Task prompt –
Print, please, the line that contains "[point] at the coreopsis" and each line after it to the end of the entries, unchanged and with nothing else.

Records for this task –
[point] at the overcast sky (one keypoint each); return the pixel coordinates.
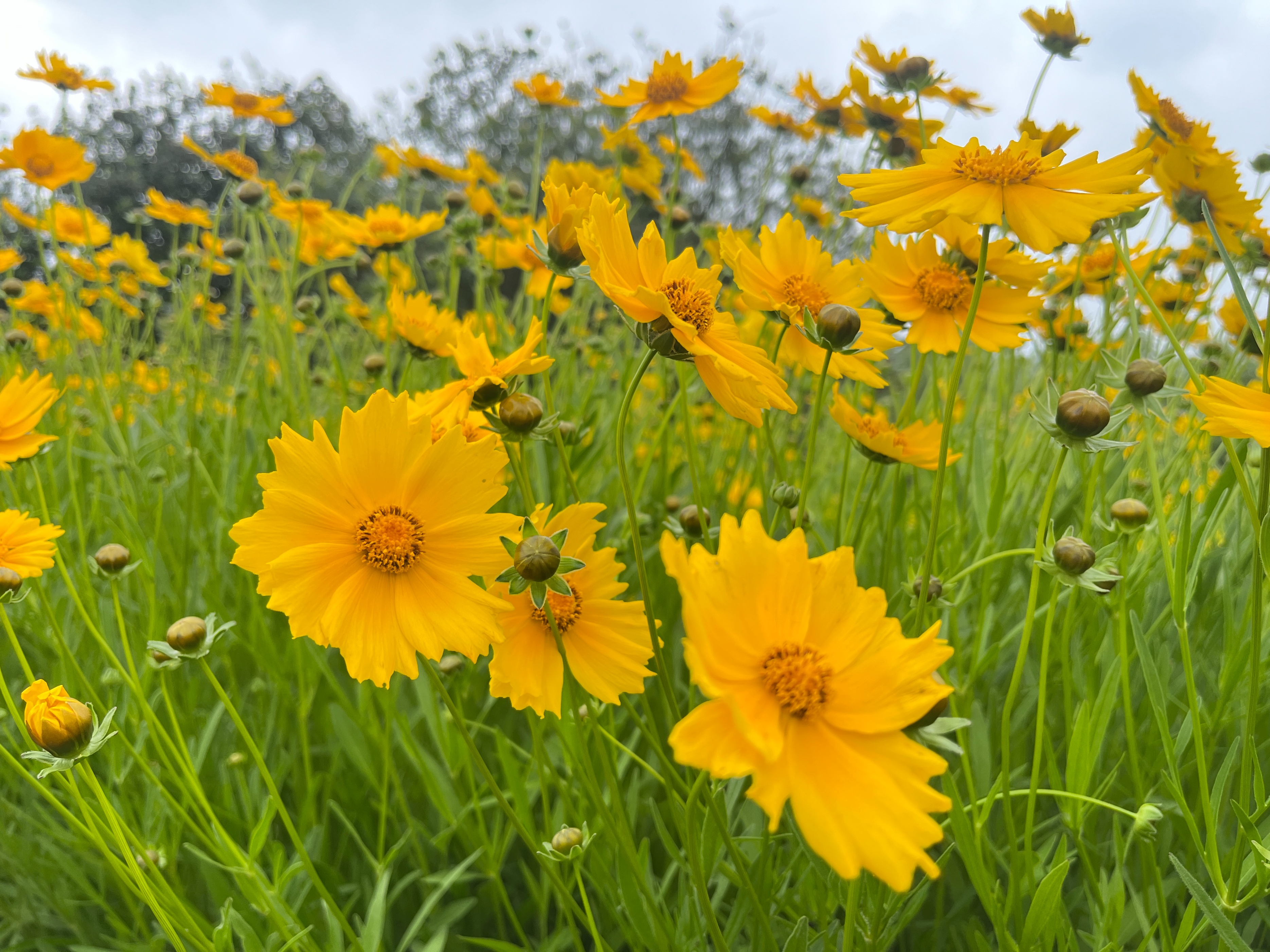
(1207, 55)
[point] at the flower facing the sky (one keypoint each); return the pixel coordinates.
(1044, 201)
(369, 548)
(672, 89)
(605, 640)
(809, 689)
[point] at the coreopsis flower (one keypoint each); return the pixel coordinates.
(793, 271)
(56, 721)
(56, 72)
(605, 640)
(809, 689)
(671, 89)
(917, 286)
(23, 403)
(26, 544)
(1236, 412)
(1050, 139)
(883, 442)
(175, 213)
(544, 91)
(369, 548)
(1044, 201)
(45, 160)
(417, 321)
(783, 122)
(680, 297)
(1056, 31)
(249, 106)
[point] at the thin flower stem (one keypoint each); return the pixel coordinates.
(950, 407)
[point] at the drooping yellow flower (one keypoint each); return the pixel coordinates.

Solution for this exercise –
[point] at the coreopsis flower (one keypoint each); return the pixel coordinates.
(793, 271)
(56, 721)
(56, 72)
(605, 640)
(809, 689)
(671, 89)
(917, 286)
(23, 403)
(26, 544)
(1236, 412)
(1050, 139)
(883, 442)
(175, 213)
(544, 91)
(369, 548)
(1044, 201)
(45, 160)
(417, 321)
(783, 122)
(680, 297)
(1056, 31)
(249, 106)
[point] at the thin flower stem (one keypoint each); return the pixel coordinates.
(950, 407)
[point] at the drooping yellow flower (one keypoint each); return the pixel coordinates.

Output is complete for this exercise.